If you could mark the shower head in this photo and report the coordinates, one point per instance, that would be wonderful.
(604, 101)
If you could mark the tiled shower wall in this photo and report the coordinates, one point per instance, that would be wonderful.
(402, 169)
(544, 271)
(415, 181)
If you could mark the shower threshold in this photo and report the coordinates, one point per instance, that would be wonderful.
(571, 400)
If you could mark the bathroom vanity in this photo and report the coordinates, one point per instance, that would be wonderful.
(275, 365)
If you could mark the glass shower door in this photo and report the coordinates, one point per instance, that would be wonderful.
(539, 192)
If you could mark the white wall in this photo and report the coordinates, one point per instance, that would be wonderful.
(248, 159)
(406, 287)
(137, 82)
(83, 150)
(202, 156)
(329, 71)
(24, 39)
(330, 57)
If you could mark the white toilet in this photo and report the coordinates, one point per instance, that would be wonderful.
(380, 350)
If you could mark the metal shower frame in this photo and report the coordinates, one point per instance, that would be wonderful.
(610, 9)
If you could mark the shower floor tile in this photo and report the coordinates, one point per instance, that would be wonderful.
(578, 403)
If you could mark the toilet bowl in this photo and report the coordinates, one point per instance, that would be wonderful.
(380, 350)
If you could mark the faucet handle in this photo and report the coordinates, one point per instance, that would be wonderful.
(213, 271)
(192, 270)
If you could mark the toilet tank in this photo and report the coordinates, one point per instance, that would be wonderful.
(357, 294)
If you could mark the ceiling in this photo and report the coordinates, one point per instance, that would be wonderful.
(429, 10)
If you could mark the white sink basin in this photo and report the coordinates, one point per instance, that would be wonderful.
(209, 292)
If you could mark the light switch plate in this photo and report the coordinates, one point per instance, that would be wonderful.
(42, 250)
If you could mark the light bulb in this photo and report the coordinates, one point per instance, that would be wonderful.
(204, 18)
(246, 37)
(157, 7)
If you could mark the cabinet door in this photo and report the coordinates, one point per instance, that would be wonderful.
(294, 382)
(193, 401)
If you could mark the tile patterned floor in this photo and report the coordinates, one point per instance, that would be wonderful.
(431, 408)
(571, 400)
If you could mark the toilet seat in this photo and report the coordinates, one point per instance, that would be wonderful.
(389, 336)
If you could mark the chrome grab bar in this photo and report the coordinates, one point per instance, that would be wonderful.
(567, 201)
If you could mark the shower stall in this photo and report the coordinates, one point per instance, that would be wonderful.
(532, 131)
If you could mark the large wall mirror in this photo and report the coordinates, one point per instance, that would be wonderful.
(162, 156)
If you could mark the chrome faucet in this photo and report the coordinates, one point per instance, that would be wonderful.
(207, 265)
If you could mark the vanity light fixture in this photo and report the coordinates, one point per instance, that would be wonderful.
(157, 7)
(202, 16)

++++++++++++++++++++

**What you have to do:** Reproduce, exactly and with nothing added, the lines from the one that includes "If you could mark the toilet tank" through the last line of the material.

**Response to this exercise:**
If you could mark the toilet tank in this photo and report the coordinates, one point per instance, that would be wonderful.
(357, 294)
If you could mark the ceiling in this photo and report the coordinates, one point per instance, that would be wonderful.
(429, 10)
If you could mark the white sink basin in this photo and report the coordinates, one point per instance, that would be wonderful.
(209, 292)
If you could mark the light switch plate in this photo and report the coordinates, one point per instance, that would be wonderful.
(42, 250)
If you could mark the light bulb in this photo and report the coordinates, one point per instance, that would be wonderful.
(204, 18)
(246, 37)
(157, 7)
If you could mark the cabinet door in this photo and report the coordinates, one point per instance, that would be wonderful.
(294, 382)
(193, 401)
If you could mark the tile patterned floor in this photo and report the coordinates, one point per instance, that would be wonderful.
(431, 408)
(571, 400)
If you could mark the toilet seat in this photo and report the coordinates, one point per instance, that would be wonderful.
(389, 336)
If you could mark the chrome grab bar in this photo and report the coordinates, one point per instance, that would be wonderful.
(567, 201)
If you could mark the shower stall in this photo and report the coordinates, one point per instance, that would be wonderful.
(532, 131)
If you could mark the large wall mirror in this photo and report the coordinates, one point per instance, that would be wonderful.
(162, 156)
If you could mark the chrome faucet in this photo and report the coordinates, one point per instance, that would be wonderful.
(207, 265)
If you could mark the vanity light fixture in this photo and report the coordinates, one point per instance, that would be wonderful.
(157, 7)
(202, 16)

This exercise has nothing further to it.